__Текст для чтения__.
Контрмеры, которые продумывались правительством (среди них было и трудновыполнимое предложение выслать всех «социалистов» на Сахалин, блокировать остров военными кораблями, а высшие учебные заведения перевести в захолустные окраины, изолировав студенчество от народа), все равно ничего бы не дали. Общество было напугано, ожидало беспорядков, пожаров, взрывов; люди со средствами спешно уезжали за границу, зарывая в подвалах домов ценные вещи. Дворники, безотлучно стоявшие на своих местах, говорили, что нечто висит в воздухе и ожидается...
Неделю спустя после взрыва в Зимнем дворце указом Александра II была учреждена Верховная распорядительная комиссия по охране государственного порядка и общественного спокойствия, начальником которой назначался граф М. Т. Лорис-Меликов, наделенный полномочиями «принимать вообще все меры», то есть «ловить и карать революционеров». «Да знает ли он, отчего все это происходит, твердо ли знает он причины?» — волновался Достоевский, читая воззвание графа
«К жителям столицы». Еще через неделю 25-летний террорист-одиночка, письмоводитель из города Слуцка Минской губернии, крещеный еврей И. О. Млодецкий, находившийся под надзором полиции, выстрелил в Лорис-Меликова средь бела дня, на углу Большой Морской и Почтамтской улиц, когда тот подъезжал в экипаже к парадному входу своего дома. У подъезда стояли двое часовых, экипаж конвоировали двое верховых казаков, вблизи дежурили городовые; а на глазах у них грязный оборвыш подскочил с правой стороны к графу и, уперев револьвер в его правый бок, ближе к бедру, выстрелил и тотчас выронил оружие. Граф уцелел (пуля лишь разорвала шинель и мундир), преступника схватили, избили, судили и через день повесили.

__Задания для выполнения__.
1. Выведите дословно фрагмент отрывка о Лорис-Меликове, начав со слов «Контрмеры, которые продумывались» и остановившись после слов «воздухе и ожидается...».
2. Продолжите отрывок о Лорис-Меликове сразу после его последнего предложения.
Пункты, приведённые далее, взяты из другого источника.

Сохранённые записи:
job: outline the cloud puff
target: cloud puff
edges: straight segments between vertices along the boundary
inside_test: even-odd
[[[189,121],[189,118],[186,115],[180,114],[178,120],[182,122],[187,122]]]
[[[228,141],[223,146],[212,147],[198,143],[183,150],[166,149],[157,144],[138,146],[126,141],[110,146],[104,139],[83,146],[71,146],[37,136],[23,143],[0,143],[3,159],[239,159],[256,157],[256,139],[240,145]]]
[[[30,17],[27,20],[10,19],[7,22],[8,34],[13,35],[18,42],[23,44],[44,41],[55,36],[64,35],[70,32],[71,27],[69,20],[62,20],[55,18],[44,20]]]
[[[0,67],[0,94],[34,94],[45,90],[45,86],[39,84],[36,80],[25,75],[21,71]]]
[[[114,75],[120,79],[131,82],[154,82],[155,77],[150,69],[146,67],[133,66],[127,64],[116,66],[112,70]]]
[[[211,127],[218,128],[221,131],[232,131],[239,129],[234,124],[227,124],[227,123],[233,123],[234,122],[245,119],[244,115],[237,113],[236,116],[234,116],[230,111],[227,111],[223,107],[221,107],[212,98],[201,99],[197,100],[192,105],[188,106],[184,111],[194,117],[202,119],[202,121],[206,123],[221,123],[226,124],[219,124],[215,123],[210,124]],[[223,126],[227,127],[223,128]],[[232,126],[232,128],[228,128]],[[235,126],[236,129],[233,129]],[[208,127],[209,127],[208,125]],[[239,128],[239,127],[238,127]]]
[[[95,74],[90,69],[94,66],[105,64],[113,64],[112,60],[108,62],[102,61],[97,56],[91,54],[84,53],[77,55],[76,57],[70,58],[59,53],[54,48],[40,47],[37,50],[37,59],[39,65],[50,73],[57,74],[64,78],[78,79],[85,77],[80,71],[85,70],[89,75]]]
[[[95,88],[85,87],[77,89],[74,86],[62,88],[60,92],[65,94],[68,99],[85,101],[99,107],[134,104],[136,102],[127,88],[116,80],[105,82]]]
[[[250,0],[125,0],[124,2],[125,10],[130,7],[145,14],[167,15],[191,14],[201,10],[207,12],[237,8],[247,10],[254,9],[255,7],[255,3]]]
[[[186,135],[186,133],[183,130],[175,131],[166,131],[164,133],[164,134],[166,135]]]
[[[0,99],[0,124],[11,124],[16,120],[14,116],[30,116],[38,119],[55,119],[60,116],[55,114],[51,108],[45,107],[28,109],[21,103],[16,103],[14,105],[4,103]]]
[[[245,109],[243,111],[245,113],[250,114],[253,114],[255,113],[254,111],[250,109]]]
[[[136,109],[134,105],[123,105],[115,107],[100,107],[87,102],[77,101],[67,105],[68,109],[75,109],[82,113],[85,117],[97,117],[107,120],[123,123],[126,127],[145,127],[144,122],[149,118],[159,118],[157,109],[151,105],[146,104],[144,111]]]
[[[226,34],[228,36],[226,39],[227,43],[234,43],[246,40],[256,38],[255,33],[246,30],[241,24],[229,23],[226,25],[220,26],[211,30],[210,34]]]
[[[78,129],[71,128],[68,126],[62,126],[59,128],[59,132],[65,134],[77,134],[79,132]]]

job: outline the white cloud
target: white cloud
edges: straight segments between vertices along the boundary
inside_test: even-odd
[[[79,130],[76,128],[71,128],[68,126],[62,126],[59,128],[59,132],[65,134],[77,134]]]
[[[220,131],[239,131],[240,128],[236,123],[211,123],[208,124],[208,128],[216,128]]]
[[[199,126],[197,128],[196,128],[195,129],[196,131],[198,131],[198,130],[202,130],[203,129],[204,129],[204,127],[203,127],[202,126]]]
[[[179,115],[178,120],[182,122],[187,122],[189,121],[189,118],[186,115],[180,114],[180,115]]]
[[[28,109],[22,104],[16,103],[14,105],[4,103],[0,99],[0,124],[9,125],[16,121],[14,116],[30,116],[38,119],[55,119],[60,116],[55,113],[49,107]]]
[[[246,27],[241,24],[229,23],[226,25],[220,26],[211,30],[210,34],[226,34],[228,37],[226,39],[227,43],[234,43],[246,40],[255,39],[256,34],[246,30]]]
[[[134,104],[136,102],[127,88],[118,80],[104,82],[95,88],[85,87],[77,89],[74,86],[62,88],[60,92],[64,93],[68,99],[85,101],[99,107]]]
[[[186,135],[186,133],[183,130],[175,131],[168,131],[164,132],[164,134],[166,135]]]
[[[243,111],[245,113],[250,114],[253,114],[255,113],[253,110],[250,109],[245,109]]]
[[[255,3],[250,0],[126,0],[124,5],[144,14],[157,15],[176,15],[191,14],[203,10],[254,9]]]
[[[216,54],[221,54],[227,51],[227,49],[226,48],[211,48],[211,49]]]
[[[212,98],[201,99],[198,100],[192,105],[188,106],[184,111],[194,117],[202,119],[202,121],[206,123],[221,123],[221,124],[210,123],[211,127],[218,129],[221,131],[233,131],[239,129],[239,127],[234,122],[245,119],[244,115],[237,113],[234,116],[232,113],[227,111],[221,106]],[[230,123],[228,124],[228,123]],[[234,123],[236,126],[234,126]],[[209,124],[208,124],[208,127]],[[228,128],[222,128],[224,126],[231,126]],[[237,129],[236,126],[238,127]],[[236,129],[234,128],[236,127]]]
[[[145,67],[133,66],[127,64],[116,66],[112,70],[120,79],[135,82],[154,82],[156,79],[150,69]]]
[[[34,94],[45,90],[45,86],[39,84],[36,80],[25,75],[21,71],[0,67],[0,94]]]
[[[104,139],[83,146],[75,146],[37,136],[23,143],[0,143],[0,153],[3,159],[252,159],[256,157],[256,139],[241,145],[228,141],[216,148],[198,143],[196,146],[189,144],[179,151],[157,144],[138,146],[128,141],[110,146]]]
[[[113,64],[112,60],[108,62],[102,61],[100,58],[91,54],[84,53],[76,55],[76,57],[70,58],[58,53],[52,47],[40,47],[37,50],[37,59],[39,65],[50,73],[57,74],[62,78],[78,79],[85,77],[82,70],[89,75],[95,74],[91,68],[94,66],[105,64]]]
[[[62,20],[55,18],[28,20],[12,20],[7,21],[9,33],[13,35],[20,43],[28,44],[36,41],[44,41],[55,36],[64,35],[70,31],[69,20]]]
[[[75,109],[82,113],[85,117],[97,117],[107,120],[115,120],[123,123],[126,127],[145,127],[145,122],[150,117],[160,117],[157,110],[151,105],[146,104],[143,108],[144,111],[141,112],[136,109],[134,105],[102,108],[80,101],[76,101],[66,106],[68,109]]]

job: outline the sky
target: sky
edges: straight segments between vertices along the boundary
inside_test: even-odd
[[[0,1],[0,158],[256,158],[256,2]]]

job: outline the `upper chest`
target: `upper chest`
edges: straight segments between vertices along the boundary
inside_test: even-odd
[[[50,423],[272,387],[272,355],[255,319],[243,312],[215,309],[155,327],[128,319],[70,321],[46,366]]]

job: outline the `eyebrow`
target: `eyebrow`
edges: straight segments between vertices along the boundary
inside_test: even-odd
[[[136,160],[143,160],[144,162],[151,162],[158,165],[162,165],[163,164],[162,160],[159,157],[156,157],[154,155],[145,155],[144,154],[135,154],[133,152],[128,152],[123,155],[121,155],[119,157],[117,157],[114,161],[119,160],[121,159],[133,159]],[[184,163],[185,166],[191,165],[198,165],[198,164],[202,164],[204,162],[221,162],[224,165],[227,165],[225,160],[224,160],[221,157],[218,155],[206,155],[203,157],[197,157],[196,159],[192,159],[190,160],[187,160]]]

__Ответы по заданиям__.
1.
Контрмеры, которые продумывались правительством (среди них было и трудновыполнимое предложение выслать всех «социалистов» на Сахалин, блокировать остров военными кораблями, а высшие учебные заведения перевести в захолустные окраины, изолировав студенчество от народа), все равно ничего бы не дали. Общество было напугано, ожидало беспорядков, пожаров, взрывов; люди со средствами спешно уезжали за границу, зарывая в подвалах домов ценные вещи. Дворники, безотлучно стоявшие на своих местах, говорили, что нечто висит в воздухе и ожидается...

2.
Достоевский, свалившийся в падучей в день покушения (еще не зная о нем), едва пришел в себя, когда его посетил издатель «Нового времени» А. С. Суворин. Состоялся, как записал в дневнике Суворин, разговор о взрывах, политических преступлениях и странном отношении к ним общества. Ф. М. нарисовал гостю жуткую картину — они стоят вдвоем у окон художественного магазина Дациаро на углу Невского проспекта и Адмиралтейской площади, разглядывают литографии в витрине и слышат, как к стоящему рядом незнакомцу подходит другой и говорит: «Сейчас Зимний дворец будет взорван. Я завел машину». Как быть? Идти во дворец предупреждать о взрыве? Обратиться в полицию, позвать городового?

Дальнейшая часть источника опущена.